◆ **Text block**:
[Start of section]
Almost a decade ago, the cable and phone companies of North Carolina made three failed attempts to enshrine this principle in a new statewide law that would limit municipal broadband encroachment to such an extent it made future projects unviable. They succeeded in passing a law on their fourth attempt in 2011, the same year Republicans took control in the state legislature.

Today, Republicans still control the legislature with a Democratic governor providing some checks and balances. Why is this important? Because for North Carolina to achieve its goal, it will realistically need a combination of bipartisan support for rural broadband funding and an end to the municipal broadband ban.

Where is the money?

Although North Carolina wants to be America’s first “gigabit” state, New York is the first to at least claim full broadband coverage across the entire state. That did not and could not happen without a multi-year spending program. Recently, North Carolina’s Department of Information Technology launched a $10 million GREAT Grant program to provide last-mile connectivity to the most economically distressed counties in the state. While a noble effort, and one no doubt limited by the availability of funds to spend on broadband expansion, it is a drop in a bucket of water thrown into a barely filled pool.

To put this problem in better context, New York’s goal of full broadband coverage (which in our view remains incomplete) required not only $500 million acquired from settlement proceeds won by the state after suing Wall Street banks for causing the Great Recession, but another $170 million in federal broadband expansion funds that were expected to be forfeited because Verizon — the state’s largest phone company — was not interested in the money or upgrading their DSL service upstate.

Big Money: New York’s rural broadband funding initiative spent hundreds of millions to attack the rural broadband problem. Gov. Andrew Cuomo outlines funding for just one of several rounds of broadband funding.

Last year, Gov. Andrew Cuomo detailed success for his Broadband for All program by pointing out the state spent $670 million to upgrade or introduce broadband service to 2.42 million locations in rural New York, giving the state 99.9% coverage. That amounts to an average grant of $277 per household or business. In turn, award recipients — largely incumbent phone and cable companies, had to commit to matching private investments. For that state money, the provider had to typically offer at least 100 Mbps service, except in the most rural parts of the state, where a lower speed was acceptable.

North Carolina has 585,000 underserved or unserved locations. Just by using New York’s average $277 grant, North Carolina will have to spend approximately $202 million with similar matching funds from private companies to reach those locations. In fact, it is assuredly more than that because North Carolina’s goal is gigabit speed, not 100 Mbps. Also, New York declared ‘mission accomplished’ while stranding tens of thousands of expensive or difficult to reach residents with subsidized satellite internet access. That offers nothing close to gigabit speed. A more realistic figure for North Carolina in 2019 could be as high as $250-300 million in taxpayer dollars — combined with similar private matching funds to convince AT&T, Charter, CenturyLink and others that the time is right to expand into more rural areas. But as New York discovered, there will be areas in the state no company will bid to serve because the money provided is inadequate.
[End of section]
◆ **Task item**:
State whether each statement agrees with the passage on rural broadband funding, giving yes or no and quoting the passage's deciding words: (a) The law limiting municipal broadband in North Carolina passed on the fourth attempt, in 2011. (b) New York's Department of Information Technology launched the GREAT Grant program. (c) Verizon wanted the federal broadband expansion funds. The lines have no connection to the passage on rural broadband funding.

◆ **Records**:
[Start of section]
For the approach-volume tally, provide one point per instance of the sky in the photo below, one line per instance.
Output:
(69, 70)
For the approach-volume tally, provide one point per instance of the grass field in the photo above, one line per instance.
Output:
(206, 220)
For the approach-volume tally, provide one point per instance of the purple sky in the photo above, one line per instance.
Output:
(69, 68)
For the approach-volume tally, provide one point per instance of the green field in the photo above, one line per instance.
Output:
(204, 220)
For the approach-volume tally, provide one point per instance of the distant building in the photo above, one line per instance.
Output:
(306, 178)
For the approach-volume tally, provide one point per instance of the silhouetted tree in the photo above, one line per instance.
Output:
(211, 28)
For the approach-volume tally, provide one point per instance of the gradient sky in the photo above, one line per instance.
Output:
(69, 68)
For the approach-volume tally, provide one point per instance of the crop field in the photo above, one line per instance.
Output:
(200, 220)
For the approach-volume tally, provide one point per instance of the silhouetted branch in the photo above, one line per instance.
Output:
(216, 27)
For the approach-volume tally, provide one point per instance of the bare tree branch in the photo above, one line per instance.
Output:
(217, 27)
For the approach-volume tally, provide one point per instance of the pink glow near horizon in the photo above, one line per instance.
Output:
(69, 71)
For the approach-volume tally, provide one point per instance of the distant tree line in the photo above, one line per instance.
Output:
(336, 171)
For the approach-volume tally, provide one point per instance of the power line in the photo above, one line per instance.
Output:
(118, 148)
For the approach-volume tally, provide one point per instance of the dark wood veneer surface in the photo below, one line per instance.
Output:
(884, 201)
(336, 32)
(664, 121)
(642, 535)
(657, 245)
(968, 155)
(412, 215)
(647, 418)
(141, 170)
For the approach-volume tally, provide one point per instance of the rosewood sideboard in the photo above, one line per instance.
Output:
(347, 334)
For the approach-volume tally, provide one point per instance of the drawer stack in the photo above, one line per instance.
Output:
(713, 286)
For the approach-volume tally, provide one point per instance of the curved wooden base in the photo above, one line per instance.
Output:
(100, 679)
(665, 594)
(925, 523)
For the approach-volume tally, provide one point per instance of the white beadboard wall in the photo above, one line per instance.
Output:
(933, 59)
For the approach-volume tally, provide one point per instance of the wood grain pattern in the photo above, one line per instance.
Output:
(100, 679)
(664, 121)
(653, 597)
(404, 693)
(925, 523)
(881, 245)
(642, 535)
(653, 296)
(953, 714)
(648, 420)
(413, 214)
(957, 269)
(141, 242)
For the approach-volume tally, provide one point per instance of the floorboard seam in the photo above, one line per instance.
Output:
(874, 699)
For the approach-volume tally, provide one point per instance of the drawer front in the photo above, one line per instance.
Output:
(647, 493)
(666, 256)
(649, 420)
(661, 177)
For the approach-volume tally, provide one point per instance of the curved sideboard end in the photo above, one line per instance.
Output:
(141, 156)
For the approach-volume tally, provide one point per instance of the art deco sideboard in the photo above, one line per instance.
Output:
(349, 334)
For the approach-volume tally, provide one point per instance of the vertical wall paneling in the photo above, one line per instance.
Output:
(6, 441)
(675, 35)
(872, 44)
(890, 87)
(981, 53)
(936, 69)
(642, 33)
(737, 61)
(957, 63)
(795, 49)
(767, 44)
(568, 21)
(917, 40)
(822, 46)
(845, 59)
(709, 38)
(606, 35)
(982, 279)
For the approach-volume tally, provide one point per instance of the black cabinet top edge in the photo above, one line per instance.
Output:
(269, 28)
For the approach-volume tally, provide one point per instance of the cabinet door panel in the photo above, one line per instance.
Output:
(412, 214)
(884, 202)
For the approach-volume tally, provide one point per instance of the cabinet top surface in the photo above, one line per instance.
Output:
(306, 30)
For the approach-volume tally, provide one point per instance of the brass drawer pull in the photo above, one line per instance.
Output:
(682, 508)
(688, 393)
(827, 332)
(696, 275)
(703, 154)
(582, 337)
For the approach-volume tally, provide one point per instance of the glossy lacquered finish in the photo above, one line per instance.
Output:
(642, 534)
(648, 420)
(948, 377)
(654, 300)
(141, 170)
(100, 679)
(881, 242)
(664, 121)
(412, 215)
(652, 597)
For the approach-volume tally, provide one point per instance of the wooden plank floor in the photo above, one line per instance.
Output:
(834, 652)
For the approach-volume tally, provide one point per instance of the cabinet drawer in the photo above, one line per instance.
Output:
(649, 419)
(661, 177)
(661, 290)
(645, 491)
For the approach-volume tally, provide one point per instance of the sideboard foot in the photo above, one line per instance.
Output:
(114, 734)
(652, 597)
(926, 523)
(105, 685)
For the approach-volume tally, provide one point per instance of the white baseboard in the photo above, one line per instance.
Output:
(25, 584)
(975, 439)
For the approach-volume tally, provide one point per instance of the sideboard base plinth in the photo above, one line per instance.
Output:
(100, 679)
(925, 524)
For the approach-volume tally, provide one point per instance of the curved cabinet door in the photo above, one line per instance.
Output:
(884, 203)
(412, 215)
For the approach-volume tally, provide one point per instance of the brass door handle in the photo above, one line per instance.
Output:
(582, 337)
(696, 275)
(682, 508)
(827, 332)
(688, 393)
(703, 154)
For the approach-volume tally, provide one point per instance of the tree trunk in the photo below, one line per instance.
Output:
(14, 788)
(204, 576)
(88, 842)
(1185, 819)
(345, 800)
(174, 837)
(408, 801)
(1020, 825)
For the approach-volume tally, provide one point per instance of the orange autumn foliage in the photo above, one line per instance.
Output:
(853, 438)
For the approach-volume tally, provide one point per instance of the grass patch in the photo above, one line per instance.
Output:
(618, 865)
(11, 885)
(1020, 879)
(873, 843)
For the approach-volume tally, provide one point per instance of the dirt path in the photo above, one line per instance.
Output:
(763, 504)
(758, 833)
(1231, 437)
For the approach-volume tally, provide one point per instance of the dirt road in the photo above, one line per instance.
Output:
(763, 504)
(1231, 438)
[End of section]
◆ **Task solution**:
(a) Yes: "They succeeded in passing a law on their fourth attempt in 2011"
(b) No: "Recently, North Carolina’s Department of Information Technology launched a $10 million GREAT Grant program"
(c) No: "Verizon — the state’s largest phone company — was not interested in the money or upgrading their DSL service upstate"